THE DATA START
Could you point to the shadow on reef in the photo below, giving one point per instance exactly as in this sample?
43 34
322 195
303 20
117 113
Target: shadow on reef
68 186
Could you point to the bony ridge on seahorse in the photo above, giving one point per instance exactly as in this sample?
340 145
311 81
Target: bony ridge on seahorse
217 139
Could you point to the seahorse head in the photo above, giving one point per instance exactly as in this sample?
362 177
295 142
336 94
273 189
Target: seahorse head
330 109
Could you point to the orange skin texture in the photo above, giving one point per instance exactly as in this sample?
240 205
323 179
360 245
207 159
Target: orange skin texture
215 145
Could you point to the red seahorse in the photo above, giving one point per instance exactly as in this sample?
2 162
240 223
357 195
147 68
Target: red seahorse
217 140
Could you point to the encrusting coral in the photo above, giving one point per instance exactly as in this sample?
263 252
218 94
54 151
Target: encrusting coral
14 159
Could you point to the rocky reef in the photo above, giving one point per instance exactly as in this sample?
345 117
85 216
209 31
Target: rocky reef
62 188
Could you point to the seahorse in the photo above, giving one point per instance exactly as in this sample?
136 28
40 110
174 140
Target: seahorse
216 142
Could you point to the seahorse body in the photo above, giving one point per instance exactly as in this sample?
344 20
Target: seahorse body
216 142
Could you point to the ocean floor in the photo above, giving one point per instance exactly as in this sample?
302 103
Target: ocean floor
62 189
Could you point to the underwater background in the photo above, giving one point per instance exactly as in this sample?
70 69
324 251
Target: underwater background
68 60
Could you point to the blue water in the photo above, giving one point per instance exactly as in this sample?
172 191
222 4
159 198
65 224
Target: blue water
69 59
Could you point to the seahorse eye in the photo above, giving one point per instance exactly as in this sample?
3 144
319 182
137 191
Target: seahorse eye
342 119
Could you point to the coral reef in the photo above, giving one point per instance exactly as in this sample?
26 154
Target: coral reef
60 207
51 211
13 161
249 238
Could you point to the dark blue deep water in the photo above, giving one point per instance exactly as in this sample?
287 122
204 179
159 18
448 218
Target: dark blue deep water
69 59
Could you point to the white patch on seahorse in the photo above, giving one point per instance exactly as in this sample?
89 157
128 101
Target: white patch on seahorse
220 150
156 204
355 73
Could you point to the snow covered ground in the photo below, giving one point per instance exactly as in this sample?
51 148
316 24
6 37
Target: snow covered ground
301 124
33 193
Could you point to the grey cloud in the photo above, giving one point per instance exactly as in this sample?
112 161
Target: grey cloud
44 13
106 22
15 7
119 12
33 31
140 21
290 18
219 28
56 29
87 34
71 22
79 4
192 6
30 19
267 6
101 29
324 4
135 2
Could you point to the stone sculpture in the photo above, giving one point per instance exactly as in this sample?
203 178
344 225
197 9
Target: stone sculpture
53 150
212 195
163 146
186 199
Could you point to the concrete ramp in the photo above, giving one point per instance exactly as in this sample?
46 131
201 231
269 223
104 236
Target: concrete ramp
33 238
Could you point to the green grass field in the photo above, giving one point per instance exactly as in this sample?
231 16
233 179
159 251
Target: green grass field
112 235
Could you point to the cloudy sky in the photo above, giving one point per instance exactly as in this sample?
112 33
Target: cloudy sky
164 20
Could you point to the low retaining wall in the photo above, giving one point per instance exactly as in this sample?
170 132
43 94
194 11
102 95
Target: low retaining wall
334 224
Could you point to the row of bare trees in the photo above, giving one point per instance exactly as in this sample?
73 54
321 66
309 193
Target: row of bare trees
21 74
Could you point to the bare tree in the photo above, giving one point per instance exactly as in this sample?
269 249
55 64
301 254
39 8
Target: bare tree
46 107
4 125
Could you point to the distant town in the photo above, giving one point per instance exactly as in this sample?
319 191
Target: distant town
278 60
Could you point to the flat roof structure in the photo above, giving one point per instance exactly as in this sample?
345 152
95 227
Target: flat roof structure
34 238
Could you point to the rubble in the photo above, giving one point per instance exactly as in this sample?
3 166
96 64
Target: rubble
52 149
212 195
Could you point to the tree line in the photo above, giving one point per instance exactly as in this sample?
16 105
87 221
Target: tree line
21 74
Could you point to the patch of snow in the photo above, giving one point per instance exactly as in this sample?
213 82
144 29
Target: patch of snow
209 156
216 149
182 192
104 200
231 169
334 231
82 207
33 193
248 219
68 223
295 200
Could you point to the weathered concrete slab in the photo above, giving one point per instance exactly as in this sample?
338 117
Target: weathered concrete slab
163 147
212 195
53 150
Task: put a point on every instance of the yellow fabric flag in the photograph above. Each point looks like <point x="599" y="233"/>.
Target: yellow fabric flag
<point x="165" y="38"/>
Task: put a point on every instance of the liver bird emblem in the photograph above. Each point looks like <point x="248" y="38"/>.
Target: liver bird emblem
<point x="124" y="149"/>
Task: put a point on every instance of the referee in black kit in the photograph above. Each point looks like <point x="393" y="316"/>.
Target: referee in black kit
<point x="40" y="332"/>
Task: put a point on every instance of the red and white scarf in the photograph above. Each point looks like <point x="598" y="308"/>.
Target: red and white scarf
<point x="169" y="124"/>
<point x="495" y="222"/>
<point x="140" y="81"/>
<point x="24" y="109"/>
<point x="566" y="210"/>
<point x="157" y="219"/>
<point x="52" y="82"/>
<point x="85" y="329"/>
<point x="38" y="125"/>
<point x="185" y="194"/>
THE DATA END
EXERCISE REQUIREMENTS:
Set down the material above exactly, in full.

WRITTEN RESPONSE:
Could you point to the shadow on reef in the photo below, giving one point per instance exactly as in this sample?
43 34
322 195
303 20
117 113
Target: shadow on reef
68 186
Could you point to the bony ridge on seahorse in the photo above, giving one point per instance exactly as in this sample?
340 145
311 81
Target: bony ridge on seahorse
217 139
Could you point to the seahorse head in the photo above, giving one point per instance exactly as in this sample?
362 177
295 142
336 94
273 189
Target: seahorse head
330 109
Could you point to the orange skin texture in the photo above, giving one point per instance exactly as in this sample?
240 205
323 179
360 245
207 159
Target: orange skin texture
215 145
Could you point to the red seahorse in the photo above, giving one point per instance exactly as in this sample?
2 162
240 223
357 195
147 68
Target: red seahorse
217 140
Could you point to the encrusting coral in the photo above, giving one point per instance exactly as in this sample?
263 252
218 94
54 151
Target: encrusting coral
14 159
Could you point to the rocky reef in the photo above, giving one point per instance exactly as in this sample?
345 117
85 216
209 31
Target: rocky reef
62 188
Could you point to the seahorse in the photo above, giving one point per instance exactly as in this sample?
136 28
40 110
174 140
Target: seahorse
216 142
Could you point to the seahorse body in the photo above, giving one point per instance exactly as in this sample?
344 20
Target: seahorse body
216 142
Could you point to the ocean floor in the photo above, giving one point per instance exactly as in this sample?
302 103
Target: ocean floor
62 189
Could you point to the underwater background in the photo above, giving one point per instance exactly as in this sample?
70 69
324 251
Target: underwater background
68 60
Could you point to the blue water in the photo above, giving one point per instance exactly as in this sample?
172 191
222 4
159 198
65 224
Target: blue water
69 59
Could you point to the seahorse eye in the photo above, giving one point per instance exactly as in this sample?
3 144
319 182
137 191
Target: seahorse eye
342 119
Could you point to the coral reef in the photo above, giving one point per instance exactly as in this sample?
26 154
Target: coral reef
60 207
51 211
13 161
249 238
Could you point to the dark blue deep water in the photo above, giving one point per instance exactly as in this sample?
287 122
204 179
159 18
448 218
Target: dark blue deep water
69 59
Could you point to the white patch on seahorse in the photo above, giving one point per instance exactly as in this sample?
89 157
128 101
Target: white patch on seahorse
220 150
156 204
355 73
Could you point to the snow covered ground in the photo below, giving one point per instance exactly as in this sample?
51 148
316 24
6 37
Target: snow covered ground
301 124
33 193
Could you point to the grey cloud in the photo above, giving one point per instance exactly as in this sample?
112 161
Target: grey cloud
44 13
106 22
15 7
119 12
33 31
140 21
290 18
219 28
56 29
87 34
71 22
79 4
192 6
30 19
267 6
101 29
324 4
135 2
Could you point to the stone sculpture in the photo above, giving one point per instance exactly as in this sample?
203 178
344 225
197 9
Target: stone sculpture
53 150
212 195
163 146
186 199
Could you point to the concrete ramp in the photo above, giving one point per instance exactly as in this sample?
46 131
201 231
269 223
104 236
Target: concrete ramp
33 238
Could you point to the green grass field in the photo above, giving one point per instance exactly as in this sample?
231 16
233 179
159 251
Target: green grass field
112 235
Could you point to the cloudy sky in the photo above, giving one point per instance exactly as in this sample?
112 33
Target: cloudy sky
164 20
Could you point to the low retaining wall in the photo above, giving one point per instance exactly as in this sample?
170 132
43 94
194 11
102 95
Target: low retaining wall
334 224
Could you point to the row of bare trees in the photo above, giving one point per instance exactly as in this sample?
73 54
321 66
309 193
Target: row of bare trees
21 74
Could you point to the bare tree in the photo above, giving one point per instance exactly as in this sample?
269 249
55 64
301 254
39 8
Target: bare tree
46 107
4 125
Could you point to the distant town in the photo above, giving one point per instance exactly as in this sample?
319 191
Target: distant town
278 60
Could you point to the flat roof structure in the photo above, giving one point per instance exactly as in this sample?
345 152
95 227
Target: flat roof structure
34 238
Could you point to the rubble in the photo above, giving one point per instance exactly as in this sample?
3 166
96 64
Target: rubble
52 149
212 195
Could you point to the tree line in the photo above, giving one point per instance exactly as in this sample?
16 105
87 221
Target: tree line
21 74
Could you point to the patch of snow in the photo above, giving one point per instance exactly as in this sample?
213 82
144 29
Target: patch of snow
209 156
216 149
182 192
104 200
231 169
334 231
82 207
33 193
248 219
68 223
295 200
Could you point to the weathered concrete slab in the photo above, giving one point per instance exactly as in this sample?
338 117
Target: weathered concrete slab
163 147
212 195
53 150
Task: put a point on every instance of the yellow fabric flag in the photograph above. Each point looks like <point x="599" y="233"/>.
Target: yellow fabric flag
<point x="165" y="38"/>
Task: put a point on every instance of the liver bird emblem in the photograph above. Each point looks like <point x="248" y="38"/>.
Target: liver bird emblem
<point x="124" y="149"/>
Task: put a point on every instance of the referee in black kit in the photograph above. Each point looks like <point x="393" y="316"/>.
Target: referee in black kit
<point x="40" y="332"/>
Task: put a point on every instance of the red and white scarf in the photograph above. Each point looks like <point x="598" y="308"/>.
Target: red and white scarf
<point x="169" y="124"/>
<point x="495" y="222"/>
<point x="140" y="81"/>
<point x="24" y="109"/>
<point x="566" y="210"/>
<point x="157" y="219"/>
<point x="52" y="82"/>
<point x="85" y="329"/>
<point x="38" y="125"/>
<point x="185" y="194"/>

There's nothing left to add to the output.